_The task_: Offset every point coordinate by 121 in the stretch from the line containing "Target: lighthouse" through the end of the lines, reproducing each line in that stretch otherwise unchanged.

*-*-*

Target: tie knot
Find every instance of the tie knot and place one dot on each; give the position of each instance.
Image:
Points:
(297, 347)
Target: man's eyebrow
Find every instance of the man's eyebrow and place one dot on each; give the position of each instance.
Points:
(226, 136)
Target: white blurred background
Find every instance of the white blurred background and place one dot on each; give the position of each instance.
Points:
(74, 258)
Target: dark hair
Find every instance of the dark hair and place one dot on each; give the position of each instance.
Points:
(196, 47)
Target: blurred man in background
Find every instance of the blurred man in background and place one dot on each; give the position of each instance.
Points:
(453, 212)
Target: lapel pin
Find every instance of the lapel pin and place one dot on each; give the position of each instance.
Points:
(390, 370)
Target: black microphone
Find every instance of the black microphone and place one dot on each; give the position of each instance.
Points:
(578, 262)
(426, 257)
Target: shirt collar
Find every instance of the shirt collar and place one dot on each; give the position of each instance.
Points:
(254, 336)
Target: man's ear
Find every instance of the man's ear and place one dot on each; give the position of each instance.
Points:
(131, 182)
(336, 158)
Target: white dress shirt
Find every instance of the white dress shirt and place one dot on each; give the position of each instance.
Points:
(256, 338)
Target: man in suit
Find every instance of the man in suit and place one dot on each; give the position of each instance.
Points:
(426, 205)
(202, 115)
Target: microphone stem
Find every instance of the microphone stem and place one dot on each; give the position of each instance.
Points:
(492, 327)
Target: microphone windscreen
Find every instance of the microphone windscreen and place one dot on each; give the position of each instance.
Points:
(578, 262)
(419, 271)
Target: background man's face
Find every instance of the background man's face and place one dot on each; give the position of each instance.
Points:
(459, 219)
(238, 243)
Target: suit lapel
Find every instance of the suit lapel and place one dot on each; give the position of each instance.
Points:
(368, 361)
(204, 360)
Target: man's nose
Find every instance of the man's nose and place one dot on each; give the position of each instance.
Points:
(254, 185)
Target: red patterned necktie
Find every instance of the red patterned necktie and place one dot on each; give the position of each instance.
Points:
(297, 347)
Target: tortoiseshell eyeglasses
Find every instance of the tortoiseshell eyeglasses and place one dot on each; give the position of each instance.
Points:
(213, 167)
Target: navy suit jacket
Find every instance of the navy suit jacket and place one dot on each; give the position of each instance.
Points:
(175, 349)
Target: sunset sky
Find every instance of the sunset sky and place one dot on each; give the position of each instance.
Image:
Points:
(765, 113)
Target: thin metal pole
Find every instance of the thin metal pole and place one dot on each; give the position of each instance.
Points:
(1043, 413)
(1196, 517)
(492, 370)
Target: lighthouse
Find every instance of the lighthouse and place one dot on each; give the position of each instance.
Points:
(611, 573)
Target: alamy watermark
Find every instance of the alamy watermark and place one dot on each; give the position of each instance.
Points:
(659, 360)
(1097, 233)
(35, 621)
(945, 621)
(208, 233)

*-*-*

_Answer_:
Target: lighthouse
Find every instance of the lighthouse and place one dot on each; give the position of each instance.
Points:
(732, 694)
Target: alamy watermark
Find every instance of the alamy watermark and place one dot on each; give the position of each instance.
Points:
(780, 481)
(1218, 354)
(156, 742)
(1066, 742)
(329, 354)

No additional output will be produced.